Expecting the cream to do everything. People who buy a hemorrhoid cream, apply it twice a day, and change nothing else about their diet, hydration, toilet habits, or activity level are giving the cream an impossible job. The cream manages symptoms. The lifestyle changes do the healing. Both are necessary.
Using the wrong cream for the wrong symptom. Applying a vasoconstrictor cream when your primary complaint is severe pain will provide minimal relief, because vasoconstrictors don't address pain. Applying witch hazel when your hemorrhoid is acutely inflamed and unbearably itchy will provide inadequate relief, because witch hazel is too mild for significant inflammation. Matching the product to the symptom is the most important practical decision in this entire area.
How to Get the Most Out of a Hemorrhoid Cream
If you're going to use a hemorrhoid cream — and during a significant flare-up, you probably should — here is how to use it in a way that gives it the best possible chance of working.
Clean before you apply. Use unscented, alcohol-free wipes or a gentle rinse with warm water after bowel movements. Pat dry. Apply the cream to clean, dry tissue.
Apply after a sitz bath. Warm water from a sitz bath increases blood flow to the area and softens the tissue. Cream applied to warm, relaxed, clean tissue penetrates better and works more effectively than cream applied to cold, tight, irritated skin.
Use the right product for your main symptom. Identify whether pain, itching, swelling, or skin irritation is your primary complaint and choose accordingly. If you're not sure, ask a pharmacist — a brief conversation about your symptoms is enough for them to point you toward the most appropriate option.
Follow the timing instructions. Most hemorrhoid creams specify application after each bowel movement and at bedtime. These are not arbitrary recommendations. The period after a bowel movement is when the tissue is at its most irritated and most vulnerable. Bedtime application allows the cream to work undisturbed during the hours when you're not moving around.

The data
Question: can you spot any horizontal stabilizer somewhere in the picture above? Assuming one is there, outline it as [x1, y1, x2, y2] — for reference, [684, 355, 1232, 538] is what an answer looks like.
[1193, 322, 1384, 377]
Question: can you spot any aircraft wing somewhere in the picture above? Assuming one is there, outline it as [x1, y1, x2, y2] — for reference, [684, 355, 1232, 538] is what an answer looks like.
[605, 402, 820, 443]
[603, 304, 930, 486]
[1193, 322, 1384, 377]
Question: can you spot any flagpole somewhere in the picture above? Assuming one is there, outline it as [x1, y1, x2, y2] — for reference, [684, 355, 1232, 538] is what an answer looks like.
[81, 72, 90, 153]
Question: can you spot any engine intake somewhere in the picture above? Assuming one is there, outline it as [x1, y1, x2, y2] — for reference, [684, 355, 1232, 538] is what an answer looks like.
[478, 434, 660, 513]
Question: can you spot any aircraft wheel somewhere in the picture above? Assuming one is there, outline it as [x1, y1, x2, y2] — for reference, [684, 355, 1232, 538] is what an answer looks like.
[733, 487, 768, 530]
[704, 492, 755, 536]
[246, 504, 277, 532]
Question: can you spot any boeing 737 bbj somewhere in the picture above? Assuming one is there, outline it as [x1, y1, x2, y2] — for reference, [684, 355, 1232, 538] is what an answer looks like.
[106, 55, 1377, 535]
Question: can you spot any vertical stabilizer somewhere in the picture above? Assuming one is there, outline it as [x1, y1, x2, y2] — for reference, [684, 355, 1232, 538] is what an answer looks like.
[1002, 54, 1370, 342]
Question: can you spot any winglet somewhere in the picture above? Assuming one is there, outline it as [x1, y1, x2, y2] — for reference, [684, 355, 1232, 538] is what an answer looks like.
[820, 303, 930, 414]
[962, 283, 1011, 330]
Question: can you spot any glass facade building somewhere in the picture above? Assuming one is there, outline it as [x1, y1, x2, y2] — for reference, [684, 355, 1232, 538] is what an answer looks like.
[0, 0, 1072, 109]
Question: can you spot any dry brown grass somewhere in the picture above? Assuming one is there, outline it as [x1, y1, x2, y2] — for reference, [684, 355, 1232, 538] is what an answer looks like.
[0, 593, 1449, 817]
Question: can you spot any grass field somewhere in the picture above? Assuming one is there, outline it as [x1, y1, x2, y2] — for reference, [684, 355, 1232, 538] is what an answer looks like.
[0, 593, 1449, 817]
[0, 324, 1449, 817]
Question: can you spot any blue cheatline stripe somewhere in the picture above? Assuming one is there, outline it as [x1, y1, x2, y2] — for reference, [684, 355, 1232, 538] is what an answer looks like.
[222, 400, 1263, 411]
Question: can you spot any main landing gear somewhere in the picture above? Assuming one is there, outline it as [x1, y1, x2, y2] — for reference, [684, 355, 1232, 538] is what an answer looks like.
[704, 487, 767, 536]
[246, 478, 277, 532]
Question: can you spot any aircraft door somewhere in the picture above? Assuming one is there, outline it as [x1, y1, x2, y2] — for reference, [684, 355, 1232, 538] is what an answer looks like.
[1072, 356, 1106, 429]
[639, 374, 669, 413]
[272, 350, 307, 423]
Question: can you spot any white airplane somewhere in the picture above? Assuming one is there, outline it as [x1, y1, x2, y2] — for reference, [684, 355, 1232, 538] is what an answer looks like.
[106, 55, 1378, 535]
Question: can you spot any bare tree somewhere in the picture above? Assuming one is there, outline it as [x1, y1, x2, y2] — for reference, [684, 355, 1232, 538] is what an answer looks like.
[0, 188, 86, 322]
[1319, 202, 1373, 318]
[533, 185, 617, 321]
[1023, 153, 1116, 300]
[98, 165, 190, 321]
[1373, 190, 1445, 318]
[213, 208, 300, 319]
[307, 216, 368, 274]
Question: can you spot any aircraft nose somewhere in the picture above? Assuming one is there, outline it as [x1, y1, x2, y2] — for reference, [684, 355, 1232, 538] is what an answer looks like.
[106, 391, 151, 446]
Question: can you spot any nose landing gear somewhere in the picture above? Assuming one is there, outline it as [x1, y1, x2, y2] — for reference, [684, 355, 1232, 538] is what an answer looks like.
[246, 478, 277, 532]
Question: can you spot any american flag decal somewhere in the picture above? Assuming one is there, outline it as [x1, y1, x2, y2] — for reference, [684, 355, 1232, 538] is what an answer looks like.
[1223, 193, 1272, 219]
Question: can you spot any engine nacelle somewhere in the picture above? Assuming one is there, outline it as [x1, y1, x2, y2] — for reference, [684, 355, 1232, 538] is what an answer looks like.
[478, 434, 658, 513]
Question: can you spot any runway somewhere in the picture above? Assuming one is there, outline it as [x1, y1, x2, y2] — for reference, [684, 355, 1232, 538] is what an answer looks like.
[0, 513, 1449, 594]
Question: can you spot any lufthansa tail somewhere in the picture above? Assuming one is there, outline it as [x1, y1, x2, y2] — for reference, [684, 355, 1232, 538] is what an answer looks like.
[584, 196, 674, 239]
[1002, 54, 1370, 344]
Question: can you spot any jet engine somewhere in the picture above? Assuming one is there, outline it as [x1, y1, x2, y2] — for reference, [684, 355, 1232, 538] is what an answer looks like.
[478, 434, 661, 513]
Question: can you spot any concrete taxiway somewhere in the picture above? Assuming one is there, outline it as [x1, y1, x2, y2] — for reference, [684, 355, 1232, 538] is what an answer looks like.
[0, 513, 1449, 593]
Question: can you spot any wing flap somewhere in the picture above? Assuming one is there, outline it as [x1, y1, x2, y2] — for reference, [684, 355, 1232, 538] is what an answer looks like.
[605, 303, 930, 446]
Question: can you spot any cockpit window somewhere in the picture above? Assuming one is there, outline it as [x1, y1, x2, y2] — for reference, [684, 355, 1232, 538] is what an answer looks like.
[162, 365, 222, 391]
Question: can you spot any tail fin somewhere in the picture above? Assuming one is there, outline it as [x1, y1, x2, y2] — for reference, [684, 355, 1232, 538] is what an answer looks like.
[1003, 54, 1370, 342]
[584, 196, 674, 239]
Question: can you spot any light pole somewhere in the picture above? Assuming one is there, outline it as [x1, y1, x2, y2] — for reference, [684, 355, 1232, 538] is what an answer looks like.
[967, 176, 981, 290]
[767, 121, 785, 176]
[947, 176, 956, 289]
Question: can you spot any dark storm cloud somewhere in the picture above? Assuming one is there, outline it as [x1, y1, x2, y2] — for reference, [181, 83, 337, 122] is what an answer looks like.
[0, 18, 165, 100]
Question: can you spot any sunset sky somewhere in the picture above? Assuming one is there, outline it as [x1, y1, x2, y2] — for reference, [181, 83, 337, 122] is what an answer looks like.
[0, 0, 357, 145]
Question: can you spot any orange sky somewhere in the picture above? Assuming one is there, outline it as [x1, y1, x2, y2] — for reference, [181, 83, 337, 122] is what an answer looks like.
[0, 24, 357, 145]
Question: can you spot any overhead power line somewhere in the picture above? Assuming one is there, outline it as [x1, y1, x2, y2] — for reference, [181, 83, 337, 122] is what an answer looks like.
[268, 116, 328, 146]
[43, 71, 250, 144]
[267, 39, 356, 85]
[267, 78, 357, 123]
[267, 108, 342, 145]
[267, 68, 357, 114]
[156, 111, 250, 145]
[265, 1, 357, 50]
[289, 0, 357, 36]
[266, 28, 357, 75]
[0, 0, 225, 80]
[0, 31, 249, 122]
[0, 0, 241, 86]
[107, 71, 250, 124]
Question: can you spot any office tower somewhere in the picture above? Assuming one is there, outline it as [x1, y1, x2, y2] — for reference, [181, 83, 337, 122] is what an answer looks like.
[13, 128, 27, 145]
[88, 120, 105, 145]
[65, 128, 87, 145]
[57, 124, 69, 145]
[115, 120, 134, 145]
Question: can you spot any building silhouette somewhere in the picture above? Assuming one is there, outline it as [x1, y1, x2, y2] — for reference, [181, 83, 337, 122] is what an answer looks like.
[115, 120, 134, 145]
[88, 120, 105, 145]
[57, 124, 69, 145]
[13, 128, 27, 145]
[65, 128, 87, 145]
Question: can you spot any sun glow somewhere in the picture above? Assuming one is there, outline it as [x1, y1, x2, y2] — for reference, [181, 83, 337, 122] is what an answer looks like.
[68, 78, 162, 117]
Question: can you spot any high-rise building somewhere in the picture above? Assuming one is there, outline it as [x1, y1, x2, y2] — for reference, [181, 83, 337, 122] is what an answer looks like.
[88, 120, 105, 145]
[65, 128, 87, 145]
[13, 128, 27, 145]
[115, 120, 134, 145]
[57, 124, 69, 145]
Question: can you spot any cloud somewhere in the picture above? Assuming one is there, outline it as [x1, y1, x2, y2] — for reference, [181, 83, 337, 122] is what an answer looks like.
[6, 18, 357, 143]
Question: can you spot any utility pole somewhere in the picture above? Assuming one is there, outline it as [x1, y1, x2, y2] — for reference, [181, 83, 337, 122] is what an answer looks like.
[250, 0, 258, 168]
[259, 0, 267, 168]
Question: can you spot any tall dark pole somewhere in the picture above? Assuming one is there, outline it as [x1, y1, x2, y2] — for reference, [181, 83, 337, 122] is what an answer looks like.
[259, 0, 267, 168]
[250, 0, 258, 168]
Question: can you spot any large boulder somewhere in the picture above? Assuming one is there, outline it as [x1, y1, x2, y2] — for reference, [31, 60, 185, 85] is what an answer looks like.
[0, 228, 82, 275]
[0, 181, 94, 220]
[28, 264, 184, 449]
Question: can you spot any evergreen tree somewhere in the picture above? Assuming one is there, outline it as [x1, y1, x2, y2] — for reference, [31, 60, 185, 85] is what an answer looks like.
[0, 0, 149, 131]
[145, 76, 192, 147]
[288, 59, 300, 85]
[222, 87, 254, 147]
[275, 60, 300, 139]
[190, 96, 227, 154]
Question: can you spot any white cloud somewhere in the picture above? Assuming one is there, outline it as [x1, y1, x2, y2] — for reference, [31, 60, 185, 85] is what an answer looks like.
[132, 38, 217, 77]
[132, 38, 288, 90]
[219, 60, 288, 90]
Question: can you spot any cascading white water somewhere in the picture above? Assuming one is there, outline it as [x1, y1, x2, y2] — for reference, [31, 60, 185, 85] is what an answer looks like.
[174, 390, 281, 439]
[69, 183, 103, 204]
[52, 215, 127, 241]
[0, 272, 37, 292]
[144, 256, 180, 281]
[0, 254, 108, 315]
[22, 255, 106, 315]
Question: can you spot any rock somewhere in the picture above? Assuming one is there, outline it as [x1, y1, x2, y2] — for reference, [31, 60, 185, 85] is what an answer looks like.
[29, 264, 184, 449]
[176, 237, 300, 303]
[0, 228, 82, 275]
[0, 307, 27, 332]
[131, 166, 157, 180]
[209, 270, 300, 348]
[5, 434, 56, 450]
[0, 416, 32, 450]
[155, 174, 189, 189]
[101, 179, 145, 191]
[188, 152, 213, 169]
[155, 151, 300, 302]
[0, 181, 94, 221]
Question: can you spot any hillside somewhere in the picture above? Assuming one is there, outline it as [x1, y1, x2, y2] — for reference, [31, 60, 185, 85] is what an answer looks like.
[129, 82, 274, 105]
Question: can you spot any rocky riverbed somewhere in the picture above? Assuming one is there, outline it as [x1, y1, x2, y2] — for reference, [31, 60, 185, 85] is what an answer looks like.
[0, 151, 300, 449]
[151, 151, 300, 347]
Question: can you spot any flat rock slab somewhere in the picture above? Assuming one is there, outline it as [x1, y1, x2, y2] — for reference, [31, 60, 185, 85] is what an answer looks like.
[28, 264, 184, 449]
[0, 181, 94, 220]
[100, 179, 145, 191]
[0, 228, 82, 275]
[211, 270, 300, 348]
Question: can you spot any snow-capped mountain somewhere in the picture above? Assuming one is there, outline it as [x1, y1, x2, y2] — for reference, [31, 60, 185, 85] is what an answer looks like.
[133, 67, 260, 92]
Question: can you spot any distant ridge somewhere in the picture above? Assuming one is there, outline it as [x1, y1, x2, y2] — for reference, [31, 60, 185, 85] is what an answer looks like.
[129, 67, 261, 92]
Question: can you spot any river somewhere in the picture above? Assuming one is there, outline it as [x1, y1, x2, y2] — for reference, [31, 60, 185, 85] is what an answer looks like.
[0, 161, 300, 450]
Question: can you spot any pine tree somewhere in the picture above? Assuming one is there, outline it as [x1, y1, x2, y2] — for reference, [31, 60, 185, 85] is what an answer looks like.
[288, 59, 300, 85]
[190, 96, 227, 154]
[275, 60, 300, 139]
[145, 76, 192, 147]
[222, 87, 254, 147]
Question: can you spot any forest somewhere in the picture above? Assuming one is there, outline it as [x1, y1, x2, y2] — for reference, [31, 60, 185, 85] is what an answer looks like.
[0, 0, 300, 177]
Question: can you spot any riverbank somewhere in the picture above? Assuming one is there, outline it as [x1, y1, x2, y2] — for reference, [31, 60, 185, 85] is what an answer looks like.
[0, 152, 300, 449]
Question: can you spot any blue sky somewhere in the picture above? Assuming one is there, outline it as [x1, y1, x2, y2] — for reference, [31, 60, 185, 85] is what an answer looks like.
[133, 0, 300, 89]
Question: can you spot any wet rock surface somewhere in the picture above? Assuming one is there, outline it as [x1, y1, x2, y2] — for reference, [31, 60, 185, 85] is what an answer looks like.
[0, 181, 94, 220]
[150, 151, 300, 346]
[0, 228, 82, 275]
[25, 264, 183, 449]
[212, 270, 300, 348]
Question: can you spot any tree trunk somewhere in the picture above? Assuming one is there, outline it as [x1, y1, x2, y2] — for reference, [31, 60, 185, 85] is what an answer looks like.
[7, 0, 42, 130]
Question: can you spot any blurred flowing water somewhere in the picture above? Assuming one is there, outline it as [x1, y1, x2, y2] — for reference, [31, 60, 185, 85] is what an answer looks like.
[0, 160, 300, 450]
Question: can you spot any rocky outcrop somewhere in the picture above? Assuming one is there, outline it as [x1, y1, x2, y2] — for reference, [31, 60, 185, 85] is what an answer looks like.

Exercise prompt
Reproduce, word for word, the portion of the hemorrhoid cream text starting at "Clean before you" and ending at "clean, dry tissue.". The listing can be disregarded here.

Completed exercise
Clean before you apply. Use unscented, alcohol-free wipes or a gentle rinse with warm water after bowel movements. Pat dry. Apply the cream to clean, dry tissue.